▸ **What you are asked to do**: Starting at the first line of the data, print every line up to and including the one with "segment: power line", but no pictures.

[Opening Dataset section]

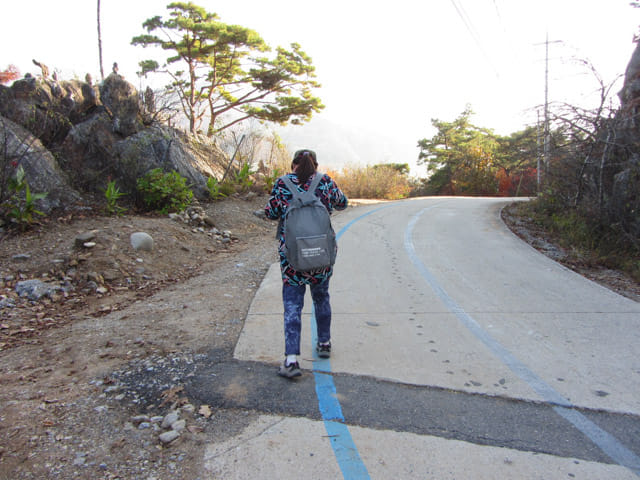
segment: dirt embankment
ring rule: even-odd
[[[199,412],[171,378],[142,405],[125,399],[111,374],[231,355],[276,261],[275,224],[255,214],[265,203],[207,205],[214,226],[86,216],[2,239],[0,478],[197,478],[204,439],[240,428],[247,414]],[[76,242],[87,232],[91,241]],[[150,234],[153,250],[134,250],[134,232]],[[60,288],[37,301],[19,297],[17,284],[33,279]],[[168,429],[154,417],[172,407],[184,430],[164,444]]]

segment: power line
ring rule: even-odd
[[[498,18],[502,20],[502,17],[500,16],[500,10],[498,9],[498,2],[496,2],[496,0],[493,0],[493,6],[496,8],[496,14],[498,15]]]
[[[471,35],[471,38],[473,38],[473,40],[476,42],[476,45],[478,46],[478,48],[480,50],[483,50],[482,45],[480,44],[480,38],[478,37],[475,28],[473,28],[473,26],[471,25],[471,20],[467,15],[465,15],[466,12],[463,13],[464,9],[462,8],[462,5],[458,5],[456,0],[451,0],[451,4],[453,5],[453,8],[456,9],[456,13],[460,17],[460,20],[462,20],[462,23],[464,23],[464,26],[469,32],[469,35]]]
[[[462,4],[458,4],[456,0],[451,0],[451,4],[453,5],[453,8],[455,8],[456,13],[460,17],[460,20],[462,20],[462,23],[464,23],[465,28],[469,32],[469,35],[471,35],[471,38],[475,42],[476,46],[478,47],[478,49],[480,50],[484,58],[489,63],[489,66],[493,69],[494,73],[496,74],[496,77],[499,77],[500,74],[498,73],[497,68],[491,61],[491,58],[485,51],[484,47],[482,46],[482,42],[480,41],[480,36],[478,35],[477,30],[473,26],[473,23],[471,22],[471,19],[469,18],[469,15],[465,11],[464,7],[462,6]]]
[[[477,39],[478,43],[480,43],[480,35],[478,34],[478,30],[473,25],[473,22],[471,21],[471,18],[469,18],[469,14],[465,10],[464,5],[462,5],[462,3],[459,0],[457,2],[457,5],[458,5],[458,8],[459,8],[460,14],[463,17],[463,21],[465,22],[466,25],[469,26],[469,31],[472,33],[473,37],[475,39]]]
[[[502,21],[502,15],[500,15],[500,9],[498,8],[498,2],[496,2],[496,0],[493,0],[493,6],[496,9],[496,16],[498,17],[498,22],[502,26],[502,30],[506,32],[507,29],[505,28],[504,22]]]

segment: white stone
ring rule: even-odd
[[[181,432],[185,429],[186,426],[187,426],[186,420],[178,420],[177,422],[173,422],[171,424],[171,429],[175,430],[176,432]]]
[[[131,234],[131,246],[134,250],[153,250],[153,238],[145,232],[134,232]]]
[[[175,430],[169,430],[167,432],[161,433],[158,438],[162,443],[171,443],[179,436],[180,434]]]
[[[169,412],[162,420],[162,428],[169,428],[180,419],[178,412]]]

[Closing Dataset section]

▸ **Task result**:
segment: dirt embankment
ring rule: even-odd
[[[199,412],[171,378],[142,405],[125,399],[111,374],[231,355],[276,261],[275,224],[255,214],[265,203],[207,205],[214,226],[86,216],[2,239],[0,478],[197,478],[204,439],[240,428],[247,414]],[[76,242],[87,232],[91,241]],[[150,234],[153,250],[134,250],[134,232]],[[60,288],[37,301],[19,297],[17,284],[33,279]],[[168,429],[154,417],[172,407],[184,430],[164,444]]]

segment: power line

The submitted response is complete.